= Supplied text =
The Fed’s household debt quarterly report shows no aggregate deleveraging although mortgage debt is below the 2008 peak.

The Fed’s Quarterly Report on Household Debt and Credit show overall debt hit a new high in the fourth quarter of 2017.

The composition of the debt has changed. Mortgage debt is still below the 2008 peak.

Aggregate household debt balances increased in the fourth quarter of 2017, for the 14th consecutive quarter, and are now $473 billion higher than the previous (2008:Q3) peak of $12.68 trillion. As of December 31, 2017, total household indebtedness was $13.15 trillion, a $193 billion (1.5 percent) increase from the third quarter of 2017. Overall household debt is now 17.9 percent above the 2013Q2 trough.

Number of Accounts by Type

The number of auto loan accounts well exceeds the 2008 peak, while the number of mortgage loan accounts is well below the previous peak.

Mortgage Originations by Credit Score

Credit Score Percentiles

Credit scores show how the housing bubble formed. Things are comparatively benign now.

Auto Loan Scores

Auto loan scores have improved since 2008 but they represent a problem area.

Percent of Balance 90 Days or Over Delinquent

Auto loan delinquencies are on the rise. I believe those student loan numbers are massaged.

Total Balance by Delinquency Status

That chart looks as if it’s in a bottoming process. Rising interest rates, rising rent, and rising medical expenses will eat up every bit of wage gains.

= Recorded data =
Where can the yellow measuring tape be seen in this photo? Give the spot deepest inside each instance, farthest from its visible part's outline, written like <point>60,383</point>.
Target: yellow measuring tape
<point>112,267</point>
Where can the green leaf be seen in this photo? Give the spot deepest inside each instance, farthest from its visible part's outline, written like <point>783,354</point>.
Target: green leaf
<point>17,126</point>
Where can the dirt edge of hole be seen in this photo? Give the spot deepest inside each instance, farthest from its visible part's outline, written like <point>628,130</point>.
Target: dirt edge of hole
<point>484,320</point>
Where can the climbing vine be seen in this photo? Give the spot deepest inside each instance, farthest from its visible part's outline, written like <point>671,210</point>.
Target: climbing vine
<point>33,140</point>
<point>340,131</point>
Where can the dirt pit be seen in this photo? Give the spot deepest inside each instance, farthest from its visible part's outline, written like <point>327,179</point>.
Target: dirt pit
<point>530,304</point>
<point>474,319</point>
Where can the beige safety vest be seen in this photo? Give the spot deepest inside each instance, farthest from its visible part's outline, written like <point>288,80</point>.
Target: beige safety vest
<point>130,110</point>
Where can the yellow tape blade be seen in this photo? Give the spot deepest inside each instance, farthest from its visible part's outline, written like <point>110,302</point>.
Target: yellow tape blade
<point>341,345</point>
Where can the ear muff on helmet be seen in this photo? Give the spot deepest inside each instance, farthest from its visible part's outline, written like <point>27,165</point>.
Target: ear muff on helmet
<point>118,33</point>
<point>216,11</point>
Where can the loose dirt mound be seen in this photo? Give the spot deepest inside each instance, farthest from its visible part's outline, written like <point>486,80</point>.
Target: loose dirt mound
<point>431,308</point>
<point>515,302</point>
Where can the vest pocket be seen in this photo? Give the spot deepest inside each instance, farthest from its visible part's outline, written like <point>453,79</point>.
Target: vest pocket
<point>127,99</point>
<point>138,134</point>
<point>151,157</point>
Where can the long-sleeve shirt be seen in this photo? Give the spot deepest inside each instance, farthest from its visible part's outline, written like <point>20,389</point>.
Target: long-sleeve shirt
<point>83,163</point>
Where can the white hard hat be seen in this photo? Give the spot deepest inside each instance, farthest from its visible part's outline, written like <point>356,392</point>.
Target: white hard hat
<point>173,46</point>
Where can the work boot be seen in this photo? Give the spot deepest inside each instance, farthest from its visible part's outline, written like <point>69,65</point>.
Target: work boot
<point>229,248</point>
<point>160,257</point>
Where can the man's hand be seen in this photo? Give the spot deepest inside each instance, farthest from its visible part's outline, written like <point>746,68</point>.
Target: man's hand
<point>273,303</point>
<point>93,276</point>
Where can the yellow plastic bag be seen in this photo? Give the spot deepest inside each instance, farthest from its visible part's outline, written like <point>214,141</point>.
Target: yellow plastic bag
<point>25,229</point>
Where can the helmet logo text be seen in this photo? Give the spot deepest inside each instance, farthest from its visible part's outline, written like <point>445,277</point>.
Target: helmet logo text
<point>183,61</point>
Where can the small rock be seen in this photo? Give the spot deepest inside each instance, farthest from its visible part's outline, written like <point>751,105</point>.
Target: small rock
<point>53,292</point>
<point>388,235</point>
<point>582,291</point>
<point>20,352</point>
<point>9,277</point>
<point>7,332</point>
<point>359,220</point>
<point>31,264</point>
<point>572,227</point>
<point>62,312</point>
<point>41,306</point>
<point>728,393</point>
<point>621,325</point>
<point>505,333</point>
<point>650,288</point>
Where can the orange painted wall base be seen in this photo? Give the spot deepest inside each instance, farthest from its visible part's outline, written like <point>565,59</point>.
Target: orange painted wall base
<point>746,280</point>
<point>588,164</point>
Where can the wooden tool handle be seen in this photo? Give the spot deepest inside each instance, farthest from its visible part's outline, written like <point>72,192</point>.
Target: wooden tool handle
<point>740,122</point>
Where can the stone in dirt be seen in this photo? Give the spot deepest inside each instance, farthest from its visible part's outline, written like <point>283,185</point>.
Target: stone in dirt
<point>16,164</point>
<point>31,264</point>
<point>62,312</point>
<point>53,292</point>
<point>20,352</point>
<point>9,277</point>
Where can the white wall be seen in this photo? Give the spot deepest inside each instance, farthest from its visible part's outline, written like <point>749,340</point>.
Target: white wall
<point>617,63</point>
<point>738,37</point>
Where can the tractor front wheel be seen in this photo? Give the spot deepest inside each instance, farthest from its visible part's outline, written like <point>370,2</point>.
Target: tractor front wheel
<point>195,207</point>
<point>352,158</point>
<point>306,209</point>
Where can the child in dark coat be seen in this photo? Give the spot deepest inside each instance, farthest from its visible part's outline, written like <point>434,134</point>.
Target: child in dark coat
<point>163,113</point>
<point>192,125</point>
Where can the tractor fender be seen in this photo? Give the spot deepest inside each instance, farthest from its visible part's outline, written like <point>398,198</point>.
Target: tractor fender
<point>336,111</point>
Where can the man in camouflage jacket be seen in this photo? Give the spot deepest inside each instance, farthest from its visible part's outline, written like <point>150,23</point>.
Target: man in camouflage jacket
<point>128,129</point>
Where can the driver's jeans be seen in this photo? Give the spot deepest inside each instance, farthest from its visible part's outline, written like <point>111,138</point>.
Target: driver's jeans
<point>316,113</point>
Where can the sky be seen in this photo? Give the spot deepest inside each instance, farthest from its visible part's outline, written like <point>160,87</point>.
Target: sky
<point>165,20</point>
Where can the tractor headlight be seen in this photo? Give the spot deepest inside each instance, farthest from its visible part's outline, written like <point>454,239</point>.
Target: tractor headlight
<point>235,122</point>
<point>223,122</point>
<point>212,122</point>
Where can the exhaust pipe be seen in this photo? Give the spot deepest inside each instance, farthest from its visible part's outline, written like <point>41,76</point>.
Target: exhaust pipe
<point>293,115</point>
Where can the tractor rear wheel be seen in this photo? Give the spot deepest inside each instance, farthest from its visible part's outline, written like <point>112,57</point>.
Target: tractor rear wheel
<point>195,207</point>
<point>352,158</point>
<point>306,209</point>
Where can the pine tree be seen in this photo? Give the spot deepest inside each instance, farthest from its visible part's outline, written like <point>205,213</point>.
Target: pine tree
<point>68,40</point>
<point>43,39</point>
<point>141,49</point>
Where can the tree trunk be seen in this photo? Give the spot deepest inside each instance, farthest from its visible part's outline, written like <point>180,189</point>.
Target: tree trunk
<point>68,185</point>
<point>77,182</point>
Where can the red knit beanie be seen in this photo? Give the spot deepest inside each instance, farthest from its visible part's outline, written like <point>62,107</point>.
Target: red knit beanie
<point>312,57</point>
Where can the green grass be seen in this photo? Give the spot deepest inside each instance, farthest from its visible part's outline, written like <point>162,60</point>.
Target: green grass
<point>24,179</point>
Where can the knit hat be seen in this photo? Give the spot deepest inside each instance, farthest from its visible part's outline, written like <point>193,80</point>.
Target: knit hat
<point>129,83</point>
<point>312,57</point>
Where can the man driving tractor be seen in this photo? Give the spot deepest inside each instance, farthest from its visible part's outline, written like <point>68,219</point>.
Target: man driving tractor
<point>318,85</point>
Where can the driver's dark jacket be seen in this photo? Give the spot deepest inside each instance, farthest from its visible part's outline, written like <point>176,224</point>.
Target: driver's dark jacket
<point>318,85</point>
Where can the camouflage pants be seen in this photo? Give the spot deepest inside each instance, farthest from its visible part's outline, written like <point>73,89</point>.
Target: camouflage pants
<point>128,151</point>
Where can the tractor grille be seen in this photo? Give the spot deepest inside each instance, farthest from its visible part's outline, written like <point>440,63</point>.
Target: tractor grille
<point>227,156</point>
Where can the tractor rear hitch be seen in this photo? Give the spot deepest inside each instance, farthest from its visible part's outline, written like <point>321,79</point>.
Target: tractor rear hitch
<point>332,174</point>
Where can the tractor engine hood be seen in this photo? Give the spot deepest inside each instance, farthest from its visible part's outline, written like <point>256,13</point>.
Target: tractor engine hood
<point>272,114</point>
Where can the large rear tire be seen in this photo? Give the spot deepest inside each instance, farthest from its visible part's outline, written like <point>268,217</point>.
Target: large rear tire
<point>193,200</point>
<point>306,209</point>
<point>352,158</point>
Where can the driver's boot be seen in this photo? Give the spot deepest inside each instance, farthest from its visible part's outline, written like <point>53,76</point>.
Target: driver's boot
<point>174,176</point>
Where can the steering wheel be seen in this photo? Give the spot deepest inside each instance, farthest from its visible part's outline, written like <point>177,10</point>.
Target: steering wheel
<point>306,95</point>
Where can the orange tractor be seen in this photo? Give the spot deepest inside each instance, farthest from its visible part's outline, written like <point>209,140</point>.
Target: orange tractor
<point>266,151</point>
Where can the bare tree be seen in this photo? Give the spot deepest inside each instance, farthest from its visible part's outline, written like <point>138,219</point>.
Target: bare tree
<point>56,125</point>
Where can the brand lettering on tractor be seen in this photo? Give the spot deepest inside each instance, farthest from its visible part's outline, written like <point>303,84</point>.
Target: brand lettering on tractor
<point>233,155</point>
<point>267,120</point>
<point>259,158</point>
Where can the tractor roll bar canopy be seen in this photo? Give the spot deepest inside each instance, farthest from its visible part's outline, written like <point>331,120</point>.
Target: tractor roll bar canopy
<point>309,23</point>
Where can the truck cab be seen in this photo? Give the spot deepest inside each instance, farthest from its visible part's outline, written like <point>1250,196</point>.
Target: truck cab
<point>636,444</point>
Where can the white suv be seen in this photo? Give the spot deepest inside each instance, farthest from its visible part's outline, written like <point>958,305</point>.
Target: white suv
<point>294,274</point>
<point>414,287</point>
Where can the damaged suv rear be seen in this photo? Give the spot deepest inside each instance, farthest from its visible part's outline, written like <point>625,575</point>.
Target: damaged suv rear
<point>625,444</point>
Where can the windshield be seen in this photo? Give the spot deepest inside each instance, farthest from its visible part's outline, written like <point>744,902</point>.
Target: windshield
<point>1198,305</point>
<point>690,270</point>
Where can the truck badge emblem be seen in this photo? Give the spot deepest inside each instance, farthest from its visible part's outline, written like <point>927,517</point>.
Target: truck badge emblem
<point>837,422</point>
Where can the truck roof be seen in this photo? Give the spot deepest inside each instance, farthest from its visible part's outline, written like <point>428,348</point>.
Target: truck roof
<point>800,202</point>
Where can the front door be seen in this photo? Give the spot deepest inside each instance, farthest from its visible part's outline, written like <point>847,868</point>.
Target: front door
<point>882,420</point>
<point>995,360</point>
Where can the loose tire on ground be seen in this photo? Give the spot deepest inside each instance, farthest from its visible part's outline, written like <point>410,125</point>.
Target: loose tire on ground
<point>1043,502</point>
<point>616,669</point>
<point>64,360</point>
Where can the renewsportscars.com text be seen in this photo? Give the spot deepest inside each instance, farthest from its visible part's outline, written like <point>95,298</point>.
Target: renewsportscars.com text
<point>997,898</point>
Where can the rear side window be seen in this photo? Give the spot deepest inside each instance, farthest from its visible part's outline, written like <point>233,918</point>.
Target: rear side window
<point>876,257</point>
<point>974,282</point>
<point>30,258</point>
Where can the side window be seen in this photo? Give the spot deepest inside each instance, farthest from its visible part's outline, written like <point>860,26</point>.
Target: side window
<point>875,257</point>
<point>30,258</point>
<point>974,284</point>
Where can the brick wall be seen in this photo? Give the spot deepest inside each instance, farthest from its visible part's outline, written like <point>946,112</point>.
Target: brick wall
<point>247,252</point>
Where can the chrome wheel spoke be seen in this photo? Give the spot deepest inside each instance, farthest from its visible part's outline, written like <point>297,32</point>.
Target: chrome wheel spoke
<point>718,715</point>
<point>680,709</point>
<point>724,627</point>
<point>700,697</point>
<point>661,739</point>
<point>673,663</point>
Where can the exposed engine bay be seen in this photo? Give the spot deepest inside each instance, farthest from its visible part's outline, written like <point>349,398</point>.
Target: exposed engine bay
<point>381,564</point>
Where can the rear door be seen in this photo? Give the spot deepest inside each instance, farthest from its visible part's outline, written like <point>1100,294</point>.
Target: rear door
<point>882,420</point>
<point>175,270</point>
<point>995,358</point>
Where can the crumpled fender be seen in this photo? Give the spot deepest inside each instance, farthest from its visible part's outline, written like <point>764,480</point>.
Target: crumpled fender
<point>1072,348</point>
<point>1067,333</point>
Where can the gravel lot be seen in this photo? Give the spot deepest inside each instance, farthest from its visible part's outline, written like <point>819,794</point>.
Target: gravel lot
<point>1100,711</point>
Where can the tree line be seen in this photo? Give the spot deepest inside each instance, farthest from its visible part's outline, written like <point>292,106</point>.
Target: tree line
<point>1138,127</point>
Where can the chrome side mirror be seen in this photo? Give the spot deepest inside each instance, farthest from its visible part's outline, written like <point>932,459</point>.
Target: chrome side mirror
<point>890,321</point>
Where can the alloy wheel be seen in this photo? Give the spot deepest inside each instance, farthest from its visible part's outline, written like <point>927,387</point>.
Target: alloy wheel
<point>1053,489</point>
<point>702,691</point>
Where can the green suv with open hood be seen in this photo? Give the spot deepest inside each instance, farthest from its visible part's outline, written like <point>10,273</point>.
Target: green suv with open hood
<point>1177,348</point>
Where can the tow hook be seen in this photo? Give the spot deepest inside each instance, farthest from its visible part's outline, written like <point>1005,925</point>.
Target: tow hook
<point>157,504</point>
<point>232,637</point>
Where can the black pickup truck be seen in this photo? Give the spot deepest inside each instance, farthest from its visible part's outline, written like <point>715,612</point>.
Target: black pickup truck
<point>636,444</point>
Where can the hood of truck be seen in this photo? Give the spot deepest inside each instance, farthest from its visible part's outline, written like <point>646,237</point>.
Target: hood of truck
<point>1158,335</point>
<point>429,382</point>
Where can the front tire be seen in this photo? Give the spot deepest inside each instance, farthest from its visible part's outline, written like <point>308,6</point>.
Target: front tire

= Requirement =
Reproduce the household debt text between "The Fed’s household" and "still below the 2008 peak.", inclusive, changing each "Fed’s" to "Federal Reserve’s".

= Solution =
The Federal Reserve’s household debt quarterly report shows no aggregate deleveraging although mortgage debt is below the 2008 peak.

The Federal Reserve’s Quarterly Report on Household Debt and Credit show overall debt hit a new high in the fourth quarter of 2017.

The composition of the debt has changed. Mortgage debt is still below the 2008 peak.